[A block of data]
******************************

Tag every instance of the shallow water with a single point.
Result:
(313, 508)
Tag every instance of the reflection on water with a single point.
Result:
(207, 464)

******************************

Prompt.
Scale the data from the line containing "Tag every instance of the reflection" through the end of the data, and give only those lines, including the request. Multiply each point coordinate in the answers by 2.45 and round to the nearest whole number, with halves rounded up.

Answer in full.
Tag every instance of the reflection on water with a single point.
Result:
(507, 1137)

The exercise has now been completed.